:: About this exercise ::
Only the pictures are to be dropped, and the rest of the data should be copied exactly.

:: Supplied data ::

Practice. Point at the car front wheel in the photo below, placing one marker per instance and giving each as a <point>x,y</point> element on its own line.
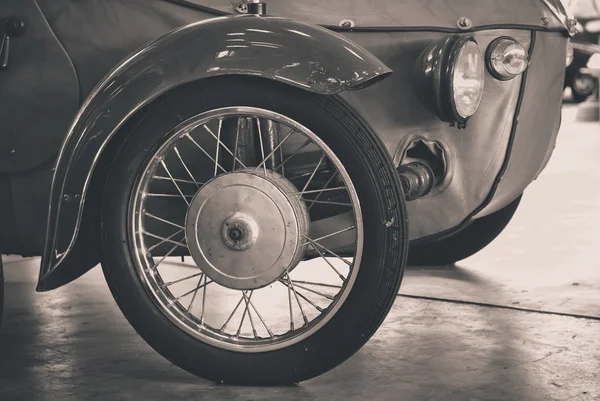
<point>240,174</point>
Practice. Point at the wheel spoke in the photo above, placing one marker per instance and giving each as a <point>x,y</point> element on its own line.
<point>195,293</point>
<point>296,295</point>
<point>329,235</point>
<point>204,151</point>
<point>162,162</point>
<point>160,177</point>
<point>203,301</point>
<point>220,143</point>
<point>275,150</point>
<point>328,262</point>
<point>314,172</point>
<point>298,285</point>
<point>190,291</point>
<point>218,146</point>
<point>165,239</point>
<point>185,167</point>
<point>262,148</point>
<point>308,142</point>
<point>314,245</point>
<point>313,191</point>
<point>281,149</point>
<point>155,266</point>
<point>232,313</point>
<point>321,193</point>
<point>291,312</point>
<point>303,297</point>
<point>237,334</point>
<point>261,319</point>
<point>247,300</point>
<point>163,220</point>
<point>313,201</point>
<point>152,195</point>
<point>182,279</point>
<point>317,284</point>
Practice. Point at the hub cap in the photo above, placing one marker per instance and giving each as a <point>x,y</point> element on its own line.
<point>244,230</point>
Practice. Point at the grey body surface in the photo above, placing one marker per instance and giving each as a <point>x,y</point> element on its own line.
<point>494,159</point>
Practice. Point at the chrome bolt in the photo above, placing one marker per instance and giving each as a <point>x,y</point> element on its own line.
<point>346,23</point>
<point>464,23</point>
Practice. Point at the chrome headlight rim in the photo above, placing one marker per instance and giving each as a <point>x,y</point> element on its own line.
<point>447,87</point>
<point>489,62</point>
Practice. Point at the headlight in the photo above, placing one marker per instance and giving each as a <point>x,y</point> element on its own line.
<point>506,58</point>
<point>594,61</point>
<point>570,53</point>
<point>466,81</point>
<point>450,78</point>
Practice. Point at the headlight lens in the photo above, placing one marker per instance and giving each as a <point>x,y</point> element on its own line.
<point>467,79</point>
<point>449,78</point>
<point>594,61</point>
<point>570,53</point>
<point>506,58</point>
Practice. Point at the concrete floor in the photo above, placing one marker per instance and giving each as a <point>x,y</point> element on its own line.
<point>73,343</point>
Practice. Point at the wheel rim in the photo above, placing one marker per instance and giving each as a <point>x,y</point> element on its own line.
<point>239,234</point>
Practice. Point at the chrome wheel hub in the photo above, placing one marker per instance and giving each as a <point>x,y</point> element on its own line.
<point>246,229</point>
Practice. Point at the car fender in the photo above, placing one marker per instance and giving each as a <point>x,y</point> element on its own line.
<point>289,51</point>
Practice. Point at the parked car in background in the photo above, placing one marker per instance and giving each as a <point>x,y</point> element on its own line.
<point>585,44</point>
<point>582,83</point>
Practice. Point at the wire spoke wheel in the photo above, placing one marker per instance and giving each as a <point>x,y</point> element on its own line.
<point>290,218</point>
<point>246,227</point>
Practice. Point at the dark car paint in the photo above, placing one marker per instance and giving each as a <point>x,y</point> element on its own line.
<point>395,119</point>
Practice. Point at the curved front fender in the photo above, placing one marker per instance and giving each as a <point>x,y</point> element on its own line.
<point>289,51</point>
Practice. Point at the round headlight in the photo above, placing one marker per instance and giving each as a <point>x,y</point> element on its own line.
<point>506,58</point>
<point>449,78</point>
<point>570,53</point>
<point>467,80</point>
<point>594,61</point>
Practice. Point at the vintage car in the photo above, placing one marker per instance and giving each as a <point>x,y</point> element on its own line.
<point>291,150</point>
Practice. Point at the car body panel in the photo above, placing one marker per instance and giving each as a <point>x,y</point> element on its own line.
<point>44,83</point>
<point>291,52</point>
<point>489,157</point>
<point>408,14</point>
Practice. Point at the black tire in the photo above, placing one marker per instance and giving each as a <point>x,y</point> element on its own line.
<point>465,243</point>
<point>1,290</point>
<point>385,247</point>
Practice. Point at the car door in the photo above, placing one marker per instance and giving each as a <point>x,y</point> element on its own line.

:: Answer area ::
Practice. Point at the car front wheel in the photo below, placing one marker per instance and giving each as a <point>x,y</point> element on its own line.
<point>240,174</point>
Practice. Point at the wheel spoke in the photo above, placing one marker per instance and giving each as a <point>x,y</point> element on its own line.
<point>195,293</point>
<point>296,295</point>
<point>329,235</point>
<point>204,151</point>
<point>162,162</point>
<point>160,177</point>
<point>203,301</point>
<point>220,143</point>
<point>275,150</point>
<point>328,262</point>
<point>314,172</point>
<point>298,285</point>
<point>190,291</point>
<point>218,146</point>
<point>165,239</point>
<point>185,167</point>
<point>262,148</point>
<point>308,142</point>
<point>314,245</point>
<point>313,191</point>
<point>281,149</point>
<point>155,266</point>
<point>232,313</point>
<point>321,193</point>
<point>291,312</point>
<point>303,297</point>
<point>237,334</point>
<point>261,319</point>
<point>247,300</point>
<point>163,220</point>
<point>313,201</point>
<point>152,195</point>
<point>182,279</point>
<point>317,284</point>
Practice. Point at the hub cap in the photo above, placing one marker per instance and giving each as a <point>x,y</point> element on its own line.
<point>244,230</point>
Practice. Point at the grey body surface in the photo above, placing one marker per instance and giving each as a <point>x,y</point> element on its own line.
<point>494,159</point>
Practice. Point at the chrome bolt in the photo above, placing one marker per instance and giving each as a <point>x,y</point> element on its own line.
<point>346,23</point>
<point>464,23</point>
Practice. Point at the chrome headlight rim in the photo above, placing one marker per instance and giving each as a <point>x,y</point> element on its own line.
<point>447,87</point>
<point>489,62</point>
Practice. Point at the headlight in the photo above, placing one marker per instance and giving each as a <point>x,y</point> element on its own line.
<point>506,58</point>
<point>594,61</point>
<point>570,53</point>
<point>466,81</point>
<point>450,78</point>
Practice. Point at the headlight lens in the photo above, placing one marker per instance and giving each as a <point>x,y</point> element on its own line.
<point>467,79</point>
<point>449,78</point>
<point>594,61</point>
<point>570,53</point>
<point>506,58</point>
Practice. Point at the concrete floor in the photo above, placing one marker per instance and giving each as a <point>x,y</point> element on its own line.
<point>73,343</point>
Practice. Point at the wheel rim in the photo above, placing one marker per instance and giving each as a <point>x,y</point> element on its own line.
<point>239,234</point>
Practice. Point at the chrome wheel hub in the photo above, placing one marker per instance and giving each as a <point>x,y</point> element on its own line.
<point>246,229</point>
Practice. Point at the car fender in the photo above, placing one marker per instance and giving each as a <point>x,y</point> element on its own line.
<point>289,51</point>
Practice. Point at the parked car in background in the photo above, placing one marker per instance and giving each as a <point>x,y</point> element on its own line.
<point>585,44</point>
<point>582,83</point>
Practice. Point at the wire spoke wheel in the photo above, placing one marker per instance and giving each as a <point>x,y</point> element on its own line.
<point>290,218</point>
<point>246,227</point>
Practice. Point at the dark car paint in the photo above, placing one marker per instance and giving each as a <point>x,y</point> element on its own line.
<point>395,119</point>
Practice. Point at the curved front fender in the photo above, placing one marker per instance and giving each as a <point>x,y</point> element on its own line.
<point>289,51</point>
Practice. Point at the round headlight in the photo above, placing one marker per instance and giving each as a <point>x,y</point> element on its own line.
<point>506,58</point>
<point>449,78</point>
<point>570,53</point>
<point>467,80</point>
<point>594,61</point>
Practice. Point at the vintage car in the photo above, placing one marker per instance and giving each as a <point>x,y</point> element on its own line.
<point>291,150</point>
Practice. Point at the car body panel in the photo above, placing one marker per instance and giving each as a <point>x,y</point> element on its own line.
<point>44,83</point>
<point>291,52</point>
<point>489,157</point>
<point>408,14</point>
Practice. Point at the black tire in the photo above, placing one marker per instance and giving each as a <point>x,y</point> element on its own line.
<point>465,243</point>
<point>1,290</point>
<point>385,247</point>
Practice. Point at the car door in the photo above, placing one marker per instance and giving each as a <point>x,y</point> element on its own line.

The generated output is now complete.